* Exercise goal *
Select every line of the data below that contains the word "stem".

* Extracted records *
□ □ □

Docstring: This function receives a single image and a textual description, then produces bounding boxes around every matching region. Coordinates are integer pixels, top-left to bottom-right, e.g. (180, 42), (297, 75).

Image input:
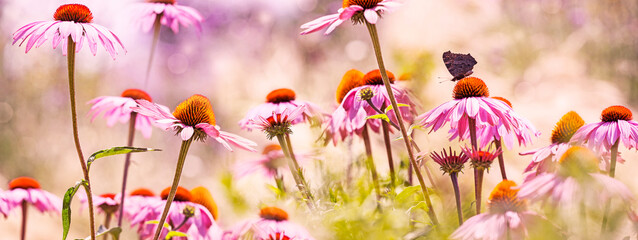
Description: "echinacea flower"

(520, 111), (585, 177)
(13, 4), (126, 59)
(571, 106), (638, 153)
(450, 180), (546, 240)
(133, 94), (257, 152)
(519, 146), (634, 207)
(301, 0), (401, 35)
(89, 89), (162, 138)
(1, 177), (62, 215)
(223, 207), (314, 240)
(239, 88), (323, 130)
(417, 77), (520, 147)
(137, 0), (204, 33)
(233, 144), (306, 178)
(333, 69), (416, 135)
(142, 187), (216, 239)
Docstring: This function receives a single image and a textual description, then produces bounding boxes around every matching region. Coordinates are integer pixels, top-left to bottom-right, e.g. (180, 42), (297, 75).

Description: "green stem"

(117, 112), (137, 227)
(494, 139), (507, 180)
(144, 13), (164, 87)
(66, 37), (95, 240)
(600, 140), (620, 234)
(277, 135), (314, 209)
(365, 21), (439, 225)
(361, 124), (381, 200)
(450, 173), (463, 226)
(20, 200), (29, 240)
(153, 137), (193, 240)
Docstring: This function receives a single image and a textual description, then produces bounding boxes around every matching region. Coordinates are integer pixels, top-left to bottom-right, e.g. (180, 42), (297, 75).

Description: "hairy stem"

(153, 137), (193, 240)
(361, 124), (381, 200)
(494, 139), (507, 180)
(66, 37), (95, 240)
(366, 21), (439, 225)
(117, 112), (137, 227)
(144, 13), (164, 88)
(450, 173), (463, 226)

□ □ □

* Finished exercise *
Description: "green stem"
Description: "hairy stem"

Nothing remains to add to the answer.